**TASK LIST:**
1: List every human bladder cancer cell line named in the bladder cancer text below.
2: From the bladder cancer text below, copy the passage that begins at the words "The inhibition of" and ends after "the migration and invasion of bladder cancer cells.".
3: Answer these questions using the bladder cancer text below:
(a) What protein does HIF-2α act as a transcription factor for?
(b) At what temperature were the cell lines cultured?
(c) Which company supplied the RON inhibitor BMS-777607?

(Beginning of EXTRACTED TEXT)

In summary, the current research has revealed that decreased expression of has-mir-659-3p plays a significant role in the upregulation of RON in bladder cancer. Furthermore, dysregulated RON has been implicated in the modulation of MMP12 expression through the activation of the JNK/HIF-2α signaling pathway, resulting in increased migration and invasion of bladder cancer cells. (Fig. 8). The identification of the hsa-miR-659-3p/RON and RON/JNK/HIF-2α/MMP12 pathways offer valuable insights into the pathogenesis of bladder cancer and may serve as potential targets for therapeutic interventions in the management of this disease.
Fig. 8. Illustration depicting the regulatory pathway involving hsa-miR-659-3p, RON, HIF-2α, and MMP12 in the context of bladder cancer cell migration and invasion.
The inhibition of miR-659-3p resulted in the prevention of RON 3’UTR binding and subsequent RON mRNA degradation in the context of cancer progression. The overexpression of RON can lead to its activation through spontaneous phosphorylation, initiating downstream activation of the JNK signaling pathway, which in turn inhibits HIF-2α ubiquitination and stabilizes its expression. HIF-2α serves as a transcription factor for MMP12, promoting its expression and ultimately enhancing the migration and invasion of bladder cancer cells.
Methods
Cell lines and reagents
Human bladder cancer cell lines, including 5637, T24, BIU87, UMUC-3, TCCSUP, and J82, were purchased from the Type Culture Collection of the Chinese Academy of Sciences (Shanghai, China)via certified short tandem repeat (STR) profiling. Tumorigenic features of these cell lines were described in detail on the provider’s website (www.cellbank.org.cn). Individual cell lines were cultured at 37 °C according to the provider’s instruction in their corresponding culture media containing 10% fetal bovine serum. Antibodies specific to MMP12 (ab137443) and β-actin (ab115777) were from Abcam (Cambridge, UK), antibodies specific to GAPDH (#2118), p-ERK (#4370), ERK (#4695), p-JNK (#4668), JNK (#9252), ubiquitin (#3936), and HIF-2α (#71565) were from CST (Boston, USA). Antibodies specific to p-RON and RON-specific ligand MSP were from R&D Systems (Minnesota, USA). BMS-777607, a specific RON inhibitor, was from Selleck (Selleck Chemicals, USA). The used antibodies include goat anti-rabbit IgG specific to HIF-2α, rabbit IgG, and mouse IgG1 (Cell signaling Technology, Boston, USA). Goat anti-MMP12 antibodies were from Abcam. RON (565692) was obtained from BD. The goat anti-rabbit IgG antibody coupled with horseradish peroxidase (HRP) was from Boster (Wuhan, China). Enhanced chemiluminescence reagents (ECLs) were from Sigma (St. Louis, Missouri, USA).

(End of EXTRACTED TEXT)
(Beginning of INPUT DATA)

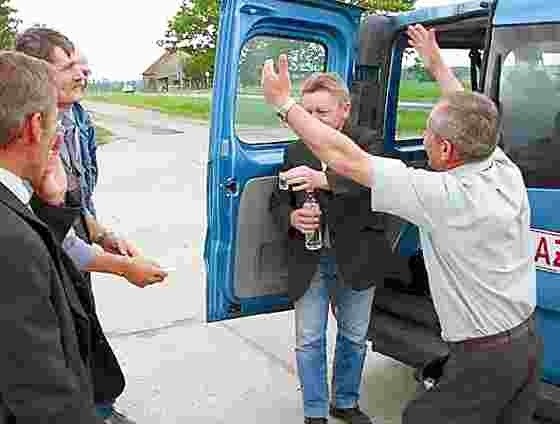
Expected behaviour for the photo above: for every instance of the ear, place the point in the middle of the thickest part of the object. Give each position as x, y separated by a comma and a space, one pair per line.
33, 129
347, 108
447, 147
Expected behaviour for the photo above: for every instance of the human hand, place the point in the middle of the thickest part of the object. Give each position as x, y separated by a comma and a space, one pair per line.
306, 178
276, 86
119, 246
143, 272
426, 45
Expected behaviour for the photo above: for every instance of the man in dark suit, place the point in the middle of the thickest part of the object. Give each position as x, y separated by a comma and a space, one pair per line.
46, 322
343, 271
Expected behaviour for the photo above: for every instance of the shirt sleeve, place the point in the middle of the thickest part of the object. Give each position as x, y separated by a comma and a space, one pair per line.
419, 196
79, 251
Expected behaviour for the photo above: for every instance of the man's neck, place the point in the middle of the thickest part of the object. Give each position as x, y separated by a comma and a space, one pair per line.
63, 107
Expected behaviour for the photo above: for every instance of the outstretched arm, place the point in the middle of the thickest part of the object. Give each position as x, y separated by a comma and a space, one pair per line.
426, 45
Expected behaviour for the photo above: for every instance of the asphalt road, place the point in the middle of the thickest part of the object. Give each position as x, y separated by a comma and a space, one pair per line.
180, 369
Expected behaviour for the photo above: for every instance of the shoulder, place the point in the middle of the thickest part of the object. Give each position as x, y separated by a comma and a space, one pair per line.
20, 241
80, 114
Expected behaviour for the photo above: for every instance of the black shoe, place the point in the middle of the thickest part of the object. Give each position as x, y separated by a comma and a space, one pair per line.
315, 420
350, 415
117, 417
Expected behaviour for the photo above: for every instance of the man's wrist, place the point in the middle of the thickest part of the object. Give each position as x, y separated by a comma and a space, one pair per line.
284, 107
100, 237
125, 263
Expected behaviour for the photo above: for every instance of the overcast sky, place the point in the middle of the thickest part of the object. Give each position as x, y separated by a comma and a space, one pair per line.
118, 36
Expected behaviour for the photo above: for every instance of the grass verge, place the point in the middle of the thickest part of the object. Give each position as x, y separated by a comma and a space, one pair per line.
253, 112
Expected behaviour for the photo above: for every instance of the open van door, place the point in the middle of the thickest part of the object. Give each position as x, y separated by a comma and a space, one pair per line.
245, 254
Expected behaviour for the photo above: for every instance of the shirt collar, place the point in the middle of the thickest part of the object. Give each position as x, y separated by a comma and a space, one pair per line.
473, 167
16, 185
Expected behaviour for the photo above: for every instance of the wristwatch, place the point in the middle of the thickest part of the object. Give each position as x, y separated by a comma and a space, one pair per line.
282, 111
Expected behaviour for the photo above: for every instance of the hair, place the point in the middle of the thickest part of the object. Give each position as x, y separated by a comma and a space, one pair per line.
26, 87
40, 42
326, 81
468, 120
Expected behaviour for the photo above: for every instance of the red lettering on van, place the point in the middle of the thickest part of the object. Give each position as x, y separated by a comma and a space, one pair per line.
542, 251
557, 254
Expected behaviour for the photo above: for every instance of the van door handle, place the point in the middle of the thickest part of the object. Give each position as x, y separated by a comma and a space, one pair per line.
230, 186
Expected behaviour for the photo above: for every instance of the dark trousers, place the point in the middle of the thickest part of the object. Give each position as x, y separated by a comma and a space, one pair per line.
489, 380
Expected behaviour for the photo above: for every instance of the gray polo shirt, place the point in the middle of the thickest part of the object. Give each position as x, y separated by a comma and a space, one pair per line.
474, 231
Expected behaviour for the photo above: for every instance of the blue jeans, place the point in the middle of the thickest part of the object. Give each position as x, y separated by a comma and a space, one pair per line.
353, 308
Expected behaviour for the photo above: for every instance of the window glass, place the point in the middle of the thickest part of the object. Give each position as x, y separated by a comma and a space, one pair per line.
255, 121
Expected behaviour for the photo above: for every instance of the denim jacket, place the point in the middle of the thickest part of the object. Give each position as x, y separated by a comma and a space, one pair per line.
88, 155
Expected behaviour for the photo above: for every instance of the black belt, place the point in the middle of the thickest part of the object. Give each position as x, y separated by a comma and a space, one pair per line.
500, 339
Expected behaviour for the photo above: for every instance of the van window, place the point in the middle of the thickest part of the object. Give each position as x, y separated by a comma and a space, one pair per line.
418, 91
529, 97
255, 121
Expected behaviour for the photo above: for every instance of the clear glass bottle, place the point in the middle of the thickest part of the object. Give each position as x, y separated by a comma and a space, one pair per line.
283, 182
314, 239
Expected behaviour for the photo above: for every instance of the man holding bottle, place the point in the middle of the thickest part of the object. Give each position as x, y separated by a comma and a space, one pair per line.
331, 236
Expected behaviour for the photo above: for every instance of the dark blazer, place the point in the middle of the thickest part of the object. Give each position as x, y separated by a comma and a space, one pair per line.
362, 252
47, 325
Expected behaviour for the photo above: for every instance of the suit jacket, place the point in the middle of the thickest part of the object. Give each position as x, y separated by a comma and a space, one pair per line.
363, 254
46, 324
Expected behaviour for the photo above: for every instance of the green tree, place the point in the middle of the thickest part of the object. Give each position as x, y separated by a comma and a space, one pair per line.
194, 29
8, 25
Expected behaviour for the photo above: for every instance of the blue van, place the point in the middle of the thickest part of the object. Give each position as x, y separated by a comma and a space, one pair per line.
508, 49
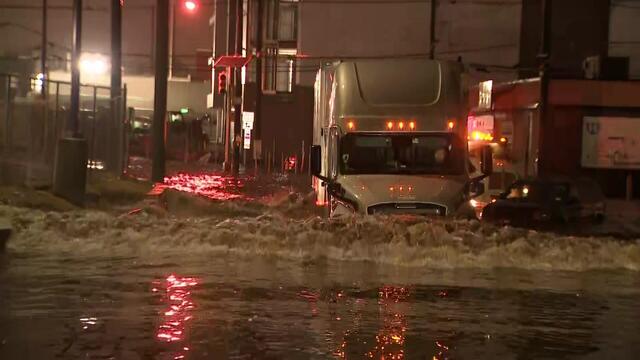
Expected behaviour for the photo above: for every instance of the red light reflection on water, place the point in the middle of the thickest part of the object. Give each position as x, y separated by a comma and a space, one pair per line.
215, 187
178, 311
391, 337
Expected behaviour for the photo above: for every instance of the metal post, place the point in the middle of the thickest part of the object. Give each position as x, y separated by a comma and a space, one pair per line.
237, 101
116, 49
7, 116
115, 125
172, 32
92, 148
43, 51
123, 153
160, 98
544, 56
432, 33
257, 126
74, 115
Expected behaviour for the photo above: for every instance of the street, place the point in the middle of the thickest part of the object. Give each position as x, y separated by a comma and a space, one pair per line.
98, 285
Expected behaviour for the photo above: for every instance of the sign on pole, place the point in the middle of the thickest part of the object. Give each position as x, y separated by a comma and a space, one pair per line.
247, 139
247, 120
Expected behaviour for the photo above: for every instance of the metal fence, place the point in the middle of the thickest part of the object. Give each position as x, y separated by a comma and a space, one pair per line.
32, 121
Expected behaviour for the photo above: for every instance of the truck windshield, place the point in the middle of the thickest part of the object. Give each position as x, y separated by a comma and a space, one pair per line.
425, 154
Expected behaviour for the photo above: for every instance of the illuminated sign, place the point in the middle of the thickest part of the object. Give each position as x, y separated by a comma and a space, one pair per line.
484, 99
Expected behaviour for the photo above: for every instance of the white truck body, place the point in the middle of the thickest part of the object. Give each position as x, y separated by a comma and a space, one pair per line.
392, 135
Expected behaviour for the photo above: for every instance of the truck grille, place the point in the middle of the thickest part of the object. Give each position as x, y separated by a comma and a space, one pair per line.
408, 208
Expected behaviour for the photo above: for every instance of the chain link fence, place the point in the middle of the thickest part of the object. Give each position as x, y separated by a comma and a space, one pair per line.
34, 116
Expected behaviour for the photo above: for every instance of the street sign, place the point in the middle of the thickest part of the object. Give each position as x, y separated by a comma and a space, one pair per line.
485, 92
247, 120
247, 139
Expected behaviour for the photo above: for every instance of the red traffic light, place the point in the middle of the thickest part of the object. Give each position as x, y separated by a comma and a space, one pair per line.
222, 83
190, 5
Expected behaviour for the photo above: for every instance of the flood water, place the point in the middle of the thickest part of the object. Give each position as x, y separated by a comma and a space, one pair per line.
98, 286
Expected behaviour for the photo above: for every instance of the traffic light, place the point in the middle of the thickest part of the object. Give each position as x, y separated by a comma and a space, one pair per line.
190, 5
222, 83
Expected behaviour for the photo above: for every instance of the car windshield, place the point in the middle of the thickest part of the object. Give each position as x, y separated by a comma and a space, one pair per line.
432, 154
538, 192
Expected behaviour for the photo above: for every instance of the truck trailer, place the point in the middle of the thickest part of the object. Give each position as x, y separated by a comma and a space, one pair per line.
390, 138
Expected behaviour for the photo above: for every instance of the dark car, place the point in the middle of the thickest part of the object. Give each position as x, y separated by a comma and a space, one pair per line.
545, 202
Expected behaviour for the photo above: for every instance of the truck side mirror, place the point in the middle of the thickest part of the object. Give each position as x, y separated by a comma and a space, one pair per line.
316, 160
486, 165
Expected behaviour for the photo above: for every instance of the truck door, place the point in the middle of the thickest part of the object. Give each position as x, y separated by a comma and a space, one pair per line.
334, 156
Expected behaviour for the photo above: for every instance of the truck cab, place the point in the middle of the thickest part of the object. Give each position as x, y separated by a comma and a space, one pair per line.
389, 138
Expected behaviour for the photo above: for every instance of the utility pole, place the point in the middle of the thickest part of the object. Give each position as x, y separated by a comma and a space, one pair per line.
70, 167
116, 49
229, 96
237, 97
544, 57
116, 86
432, 33
160, 92
257, 131
43, 52
172, 30
74, 115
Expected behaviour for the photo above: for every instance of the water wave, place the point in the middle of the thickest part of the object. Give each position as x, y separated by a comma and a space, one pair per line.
410, 242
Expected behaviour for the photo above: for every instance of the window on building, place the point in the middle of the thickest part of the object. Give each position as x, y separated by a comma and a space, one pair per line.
281, 31
279, 70
288, 21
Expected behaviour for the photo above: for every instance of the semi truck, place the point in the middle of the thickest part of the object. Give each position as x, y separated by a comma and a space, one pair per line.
390, 137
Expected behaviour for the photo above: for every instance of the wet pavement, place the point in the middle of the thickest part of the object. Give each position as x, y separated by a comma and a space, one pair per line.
97, 286
255, 282
204, 307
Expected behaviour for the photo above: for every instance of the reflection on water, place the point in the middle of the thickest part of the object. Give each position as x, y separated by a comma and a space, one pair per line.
264, 309
178, 313
391, 337
212, 186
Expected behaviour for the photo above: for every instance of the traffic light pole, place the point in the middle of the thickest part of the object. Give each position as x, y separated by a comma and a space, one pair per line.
43, 53
117, 101
257, 131
237, 98
160, 91
74, 115
544, 57
432, 33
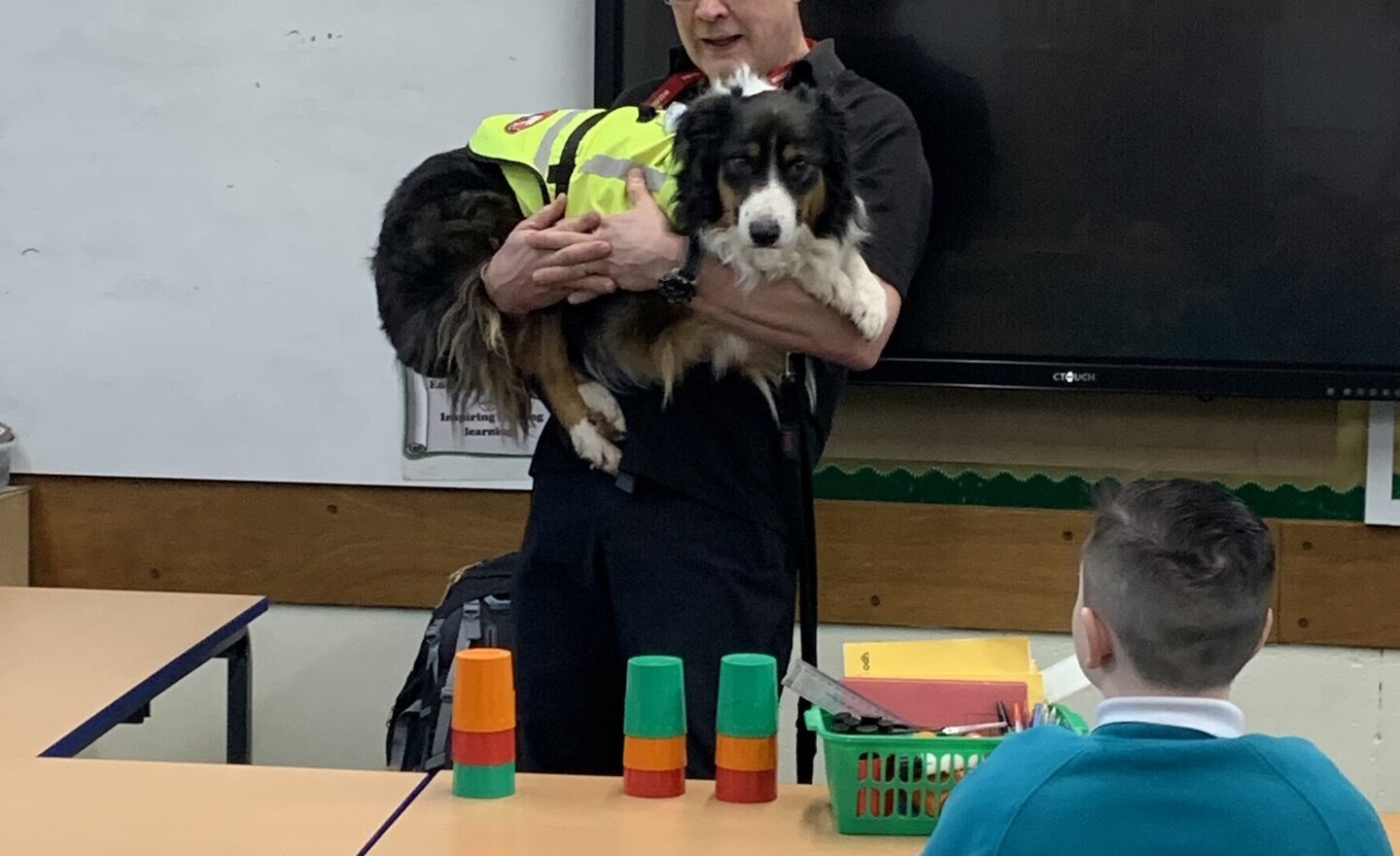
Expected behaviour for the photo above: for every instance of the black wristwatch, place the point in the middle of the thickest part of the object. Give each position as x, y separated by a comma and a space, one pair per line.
680, 285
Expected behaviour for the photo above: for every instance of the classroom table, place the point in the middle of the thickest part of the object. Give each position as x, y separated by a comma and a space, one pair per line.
75, 662
587, 815
83, 807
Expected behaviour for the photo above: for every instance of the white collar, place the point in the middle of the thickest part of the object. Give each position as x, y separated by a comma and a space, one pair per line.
1212, 716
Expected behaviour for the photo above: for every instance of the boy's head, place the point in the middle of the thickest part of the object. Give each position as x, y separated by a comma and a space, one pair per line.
1174, 588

(End of INPUT DATA)

**SOLUTIONS BY TASK:**
1: 5637, T24, BIU87, UMUC-3, TCCSUP, J82

2:
The inhibition of miR-659-3p resulted in the prevention of RON 3’UTR binding and subsequent RON mRNA degradation in the context of cancer progression. The overexpression of RON can lead to its activation through spontaneous phosphorylation, initiating downstream activation of the JNK signaling pathway, which in turn inhibits HIF-2α ubiquitination and stabilizes its expression. HIF-2α serves as a transcription factor for MMP12, promoting its expression and ultimately enhancing the migration and invasion of bladder cancer cells.

3:
(a) MMP12
(b) 37 °C
(c) Selleck (Selleck Chemicals, USA)